> **WHAT THIS EXERCISE ASKS**:
1. In the article about Ambrose Evans-Pritchard leaving Washington, what reason did the White House give George magazine for being glad about his departure?
2. Carry on the article about Ambrose Evans-Pritchard leaving Washington from its final line.

##### READING TEXT

Simply because today Trump brought up Vince Foster’s name. the Breeze
Goodbye, good riddance
By: Ambrose Evans-Pritchard
© Copyright Telegraph Group Limited 1997.
TO the delight of the White House, Ambrose Evans-Pritchard is leaving Washington. Time and again his stories on the Clintons and their abuses of power have been proved correct. He leaves with a warning for AmericansIt was something of a compliment, I suppose, when the White House singled me out for attack in their report on the media “food chain” assault against the Clintons. Now, apparently, the President’s men are relishing the prospect of my departure after four years as Washington correspondent for The Telegraph – the notorious London “tabloid”, as they call it.
“That’s another British invasion we’re glad is over,” the White House told George magazine. “The guy was nothing but a pain in the ass.”

##########
##### PROVIDED MATERIAL

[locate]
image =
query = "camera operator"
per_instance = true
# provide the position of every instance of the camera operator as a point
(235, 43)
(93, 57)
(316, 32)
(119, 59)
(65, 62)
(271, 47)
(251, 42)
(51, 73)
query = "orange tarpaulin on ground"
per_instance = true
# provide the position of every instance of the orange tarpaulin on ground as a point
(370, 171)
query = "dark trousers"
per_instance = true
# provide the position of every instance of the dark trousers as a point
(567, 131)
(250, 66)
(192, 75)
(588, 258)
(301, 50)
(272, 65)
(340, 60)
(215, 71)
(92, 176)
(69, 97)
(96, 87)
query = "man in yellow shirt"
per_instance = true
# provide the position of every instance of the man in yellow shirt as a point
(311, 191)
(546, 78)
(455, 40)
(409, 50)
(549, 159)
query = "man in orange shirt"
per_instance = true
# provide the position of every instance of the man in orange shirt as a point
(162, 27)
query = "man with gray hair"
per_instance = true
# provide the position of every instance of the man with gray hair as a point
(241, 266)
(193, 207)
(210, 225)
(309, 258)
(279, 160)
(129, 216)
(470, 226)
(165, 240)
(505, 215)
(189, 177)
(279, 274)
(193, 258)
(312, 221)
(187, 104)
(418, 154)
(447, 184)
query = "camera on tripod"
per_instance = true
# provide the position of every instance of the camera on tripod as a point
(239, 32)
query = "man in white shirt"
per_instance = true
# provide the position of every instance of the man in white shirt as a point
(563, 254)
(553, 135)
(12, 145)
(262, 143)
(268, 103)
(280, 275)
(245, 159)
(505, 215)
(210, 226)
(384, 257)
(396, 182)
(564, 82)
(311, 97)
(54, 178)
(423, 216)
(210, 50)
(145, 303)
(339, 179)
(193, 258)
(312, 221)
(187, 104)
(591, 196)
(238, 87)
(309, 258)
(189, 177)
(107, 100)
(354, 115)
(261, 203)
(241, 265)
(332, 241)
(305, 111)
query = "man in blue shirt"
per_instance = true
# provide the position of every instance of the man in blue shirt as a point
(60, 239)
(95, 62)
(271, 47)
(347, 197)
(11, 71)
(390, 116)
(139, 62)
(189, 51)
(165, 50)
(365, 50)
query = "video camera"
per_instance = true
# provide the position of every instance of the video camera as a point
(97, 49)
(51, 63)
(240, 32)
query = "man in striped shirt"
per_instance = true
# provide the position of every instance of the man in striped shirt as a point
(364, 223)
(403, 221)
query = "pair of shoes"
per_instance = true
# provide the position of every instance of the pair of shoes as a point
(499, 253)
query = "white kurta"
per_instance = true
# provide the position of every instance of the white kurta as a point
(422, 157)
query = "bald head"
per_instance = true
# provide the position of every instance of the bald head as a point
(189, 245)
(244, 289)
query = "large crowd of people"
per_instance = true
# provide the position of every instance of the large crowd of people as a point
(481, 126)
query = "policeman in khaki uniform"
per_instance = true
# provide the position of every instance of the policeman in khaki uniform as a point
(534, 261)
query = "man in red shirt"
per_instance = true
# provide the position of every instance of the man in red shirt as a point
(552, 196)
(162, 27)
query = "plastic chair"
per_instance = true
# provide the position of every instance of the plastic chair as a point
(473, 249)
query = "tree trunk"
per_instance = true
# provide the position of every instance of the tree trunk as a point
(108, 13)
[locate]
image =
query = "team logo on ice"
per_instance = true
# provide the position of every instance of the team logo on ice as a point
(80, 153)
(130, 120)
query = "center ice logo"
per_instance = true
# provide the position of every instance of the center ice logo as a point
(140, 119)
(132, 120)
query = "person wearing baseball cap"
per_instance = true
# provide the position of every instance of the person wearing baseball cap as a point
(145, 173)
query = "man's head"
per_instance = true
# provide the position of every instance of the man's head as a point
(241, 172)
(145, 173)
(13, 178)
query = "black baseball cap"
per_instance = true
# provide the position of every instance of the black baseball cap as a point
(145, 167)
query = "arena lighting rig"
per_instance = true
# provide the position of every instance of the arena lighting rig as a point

##########

> **RESULTS**:
1. The White House said the correspondent "was nothing but a pain in the ass." It called his departure "another British invasion" it was glad to see over.

2.
Good. Let me state for the record that I was not sent to Washington as part of a British government plot to destabilise the Clinton Administration in revenge for US meddling in Ulster. Or at least, I don’t think I was. Contrary to assertions made in a Congressional hearing, I have never worked for British military intelligence, or MI5, or MI6, or for that matter MI7.5 – the fabled Welsh branch!
No, I found my own way into a spitting match with President Clinton. It was the last thing I expected upon arriving in Washington, for I had succumbed to the Clinton charm years before at a meeting of the Democratic Leadership Council. As for Hillary, I was rather taken by her image of flinty altruism.
Disappointment was swift, however. I was stunned when the new President – barely installed in the White House – repudiated his campaign promise for a tax cut. It was downhill from there.
The Clintons look good from a distance. As Yale Law School graduates they have mastered the language and style of the mandarin class. It is only when you walk through the looking glass into the Arkansas underworld they came from that you begin to realise something is horribly wrong.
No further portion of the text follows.